(Collection entries)
○ ○ ○ ○ ○
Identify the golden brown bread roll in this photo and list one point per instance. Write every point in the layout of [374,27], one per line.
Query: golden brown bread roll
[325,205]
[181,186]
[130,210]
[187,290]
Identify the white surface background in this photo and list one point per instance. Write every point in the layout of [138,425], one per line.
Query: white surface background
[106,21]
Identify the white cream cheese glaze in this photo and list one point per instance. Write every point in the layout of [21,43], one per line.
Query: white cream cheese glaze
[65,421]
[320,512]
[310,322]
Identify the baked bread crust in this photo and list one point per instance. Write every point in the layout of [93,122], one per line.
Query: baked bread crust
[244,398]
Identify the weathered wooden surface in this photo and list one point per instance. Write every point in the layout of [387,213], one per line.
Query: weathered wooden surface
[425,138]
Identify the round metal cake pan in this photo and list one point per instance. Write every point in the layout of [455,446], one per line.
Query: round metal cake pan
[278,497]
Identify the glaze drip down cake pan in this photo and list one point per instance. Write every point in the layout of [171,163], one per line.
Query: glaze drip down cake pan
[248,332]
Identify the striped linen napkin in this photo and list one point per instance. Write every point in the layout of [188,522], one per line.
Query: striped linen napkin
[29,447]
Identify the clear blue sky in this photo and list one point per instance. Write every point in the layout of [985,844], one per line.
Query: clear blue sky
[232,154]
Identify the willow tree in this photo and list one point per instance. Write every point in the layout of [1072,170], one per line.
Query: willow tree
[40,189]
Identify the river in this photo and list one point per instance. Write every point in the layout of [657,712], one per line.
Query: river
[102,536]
○ ○ ○ ○ ○
AIM OF THE EXERCISE>
Return the rows verbatim, starting at the line that contains "Identify the white surface" and ending with the last line of the rows, both included.

ANSWER TO THE EXERCISE>
Identify the white surface background in this photo and list one point per instance. Write every point in the layout of [138,425], one per line.
Query: white surface background
[106,21]
Identify the white cream cheese glaze in this photo and list one point per instance. Write every point in the layout of [21,43], one per line.
Query: white cream cheese glaze
[65,421]
[320,512]
[310,322]
Identify the baked bread crust in this photo and list one point per instance. Write every point in the layout of [93,122], one per line.
Query: baked bread crust
[244,398]
Identify the weathered wooden surface in this photo and list one point per instance. Write every point in the layout of [387,213], one per line.
Query: weathered wooden surface
[425,138]
Identify the round metal cake pan in this photo and list one point per instance. Write every point in the layout of [455,446], one per line.
Query: round metal cake pan
[278,497]
Identify the glaze drip down cake pan in this photo and list one point per instance. Write every point in the layout of [171,163], one per line.
Query: glaze drip down cake pan
[248,332]
Identify the striped linen napkin in this photo and list one point per instance. Write every point in the layout of [188,522], one per line.
Query: striped linen napkin
[29,447]
Identify the clear blue sky in this photo and list one point per instance. Write every point in the layout of [985,844], one per line.
Query: clear blue sky
[232,154]
Identify the willow tree in this photo and list one point per instance. Write every point in the layout of [1072,170], one per line.
Query: willow tree
[40,189]
Identify the river in this photo and list one point per instance. Write every point in the layout of [657,712], one per line.
Query: river
[102,536]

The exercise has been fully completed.